The released Qwen3.6 models — Qwen3.6-27B (dense) and Qwen3.6-35B-A3B (MoE) — are open-weight under the Apache 2.0 license. You can download them from Hugging Face or ModelScope and self-host, fine-tune, or deploy commercially. (Note: Alibaba's separate Qwen3.6-Max flagship is a closed-weight, API-only model.)
What is the difference between Qwen3.6-27B and Qwen3.6-35B-A3B?
Qwen3.6-27B is a 27-billion-parameter dense model and the team's 'flagship-level' coding model. Qwen3.6-35B-A3B is a Mixture-of-Experts model with 35B total parameters but only ~3B active per token, trading a bit of peak accuracy for cheaper, faster inference. Both share the hybrid attention architecture, vision input, and 262K context.
How long is Qwen3.6's context window?

..............................

## What you need to do
a. List every Qwen3.6 model named in the Qwen3.6 FAQ above.
b. Pick up the Qwen3.6 FAQ above where it stops and carry it on.

## Entries supplied
..............................

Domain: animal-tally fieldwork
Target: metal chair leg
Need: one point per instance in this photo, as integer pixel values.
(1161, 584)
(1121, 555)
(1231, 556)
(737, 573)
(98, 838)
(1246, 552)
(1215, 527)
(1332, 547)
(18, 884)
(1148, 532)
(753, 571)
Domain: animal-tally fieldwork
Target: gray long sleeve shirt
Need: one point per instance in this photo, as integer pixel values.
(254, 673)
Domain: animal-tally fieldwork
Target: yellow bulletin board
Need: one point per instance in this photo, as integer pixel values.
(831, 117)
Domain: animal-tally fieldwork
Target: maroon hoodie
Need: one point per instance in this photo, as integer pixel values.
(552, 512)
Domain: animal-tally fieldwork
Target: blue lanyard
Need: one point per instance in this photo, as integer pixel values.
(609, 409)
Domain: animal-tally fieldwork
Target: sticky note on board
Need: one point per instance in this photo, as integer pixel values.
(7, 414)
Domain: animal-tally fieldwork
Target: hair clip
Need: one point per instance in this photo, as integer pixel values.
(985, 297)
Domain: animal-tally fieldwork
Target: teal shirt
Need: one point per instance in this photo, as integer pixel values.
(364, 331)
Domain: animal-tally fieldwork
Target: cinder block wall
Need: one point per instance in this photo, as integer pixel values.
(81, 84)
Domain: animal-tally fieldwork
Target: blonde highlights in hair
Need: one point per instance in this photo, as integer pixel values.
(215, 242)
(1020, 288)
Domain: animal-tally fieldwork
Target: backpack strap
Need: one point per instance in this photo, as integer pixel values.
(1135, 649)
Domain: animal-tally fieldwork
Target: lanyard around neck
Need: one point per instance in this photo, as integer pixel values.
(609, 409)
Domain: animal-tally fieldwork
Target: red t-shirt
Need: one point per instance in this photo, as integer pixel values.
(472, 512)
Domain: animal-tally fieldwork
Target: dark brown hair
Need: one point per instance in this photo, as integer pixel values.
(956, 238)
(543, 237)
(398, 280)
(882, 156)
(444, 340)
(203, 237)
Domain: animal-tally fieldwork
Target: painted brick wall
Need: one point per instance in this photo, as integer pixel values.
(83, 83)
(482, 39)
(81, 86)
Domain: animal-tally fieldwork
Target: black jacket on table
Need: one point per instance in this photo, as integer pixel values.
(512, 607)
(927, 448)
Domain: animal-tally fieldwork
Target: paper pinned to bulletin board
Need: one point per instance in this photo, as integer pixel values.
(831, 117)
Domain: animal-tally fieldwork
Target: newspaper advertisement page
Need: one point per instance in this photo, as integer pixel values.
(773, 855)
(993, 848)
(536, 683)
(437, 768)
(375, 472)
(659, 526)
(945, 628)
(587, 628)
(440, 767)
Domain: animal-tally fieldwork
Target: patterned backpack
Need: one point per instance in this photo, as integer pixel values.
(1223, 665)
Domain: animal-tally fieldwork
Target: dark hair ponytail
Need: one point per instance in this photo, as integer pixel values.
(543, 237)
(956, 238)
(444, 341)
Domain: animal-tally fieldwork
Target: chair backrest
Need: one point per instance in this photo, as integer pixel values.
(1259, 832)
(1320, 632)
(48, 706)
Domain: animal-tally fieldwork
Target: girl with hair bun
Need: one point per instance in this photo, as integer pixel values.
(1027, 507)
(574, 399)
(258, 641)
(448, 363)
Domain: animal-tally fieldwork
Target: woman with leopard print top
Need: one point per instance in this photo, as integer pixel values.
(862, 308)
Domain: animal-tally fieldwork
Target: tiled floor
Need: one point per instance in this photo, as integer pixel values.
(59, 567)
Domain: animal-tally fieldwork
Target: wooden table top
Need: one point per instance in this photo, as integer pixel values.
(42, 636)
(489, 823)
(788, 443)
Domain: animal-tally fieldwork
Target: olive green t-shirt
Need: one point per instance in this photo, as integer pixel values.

..............................

## Per-task answers
a. Qwen3.6-27B, Qwen3.6-35B-A3B, Qwen3.6-Max

b.
Both open models serve a native context of 262,144 tokens and can be extended toward roughly 1 million tokens using YaRN RoPE scaling. Qwen recommends keeping at least 128K of context to preserve the model's reasoning behavior.
How good is Qwen3.6 at coding?
The dense Qwen3.6-27B scores 77.2 on SWE-bench Verified and 59.3 on Terminal-Bench 2.0, beating the prior-generation Qwen3.5-397B-A17B MoE on most coding benchmarks despite being far smaller. It is tuned for agentic coding, front-end workflows, and repository-level reasoning.